What you are asked to do: Look through the material below and copy exactly the lines from the line with "Detect: paved path" to the line with "Detect: stone building facade", those two lines included.

━━ Data

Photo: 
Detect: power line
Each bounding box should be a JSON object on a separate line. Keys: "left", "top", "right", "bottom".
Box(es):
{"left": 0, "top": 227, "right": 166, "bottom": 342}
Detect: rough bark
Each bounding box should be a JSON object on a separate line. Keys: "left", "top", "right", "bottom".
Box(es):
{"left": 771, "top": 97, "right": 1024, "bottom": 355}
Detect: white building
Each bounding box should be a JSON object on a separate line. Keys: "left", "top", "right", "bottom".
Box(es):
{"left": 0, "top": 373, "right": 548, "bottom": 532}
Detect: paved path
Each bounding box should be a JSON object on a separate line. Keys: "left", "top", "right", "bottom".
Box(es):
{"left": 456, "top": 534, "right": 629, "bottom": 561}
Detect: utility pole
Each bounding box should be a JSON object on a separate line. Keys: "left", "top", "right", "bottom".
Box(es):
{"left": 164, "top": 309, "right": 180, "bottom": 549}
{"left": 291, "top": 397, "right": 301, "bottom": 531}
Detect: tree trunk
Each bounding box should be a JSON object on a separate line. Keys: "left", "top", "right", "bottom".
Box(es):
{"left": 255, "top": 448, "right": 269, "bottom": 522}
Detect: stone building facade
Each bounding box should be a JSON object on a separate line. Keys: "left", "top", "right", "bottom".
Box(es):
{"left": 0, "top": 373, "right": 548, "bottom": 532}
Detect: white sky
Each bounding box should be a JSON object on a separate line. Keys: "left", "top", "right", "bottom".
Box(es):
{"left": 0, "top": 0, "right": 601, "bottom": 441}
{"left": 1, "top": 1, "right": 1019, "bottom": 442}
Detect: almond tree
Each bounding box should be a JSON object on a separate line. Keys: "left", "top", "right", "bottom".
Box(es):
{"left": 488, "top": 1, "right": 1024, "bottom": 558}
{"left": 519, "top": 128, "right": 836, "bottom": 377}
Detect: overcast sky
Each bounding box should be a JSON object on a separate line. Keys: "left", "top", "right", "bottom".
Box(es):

━━━━

Answer section:
Detect: paved path
Each bounding box should be a JSON object on a separate line. Keys: "left", "top", "right", "bottom".
Box(es):
{"left": 456, "top": 534, "right": 629, "bottom": 561}
Detect: utility pole
Each bounding box should be a JSON object on a separate line. Keys: "left", "top", "right", "bottom".
Box(es):
{"left": 164, "top": 309, "right": 180, "bottom": 549}
{"left": 291, "top": 397, "right": 301, "bottom": 531}
Detect: tree trunk
Each bounding box should be a JSON object on a separate line. Keys: "left", "top", "right", "bottom".
Box(es):
{"left": 255, "top": 448, "right": 269, "bottom": 522}
Detect: stone building facade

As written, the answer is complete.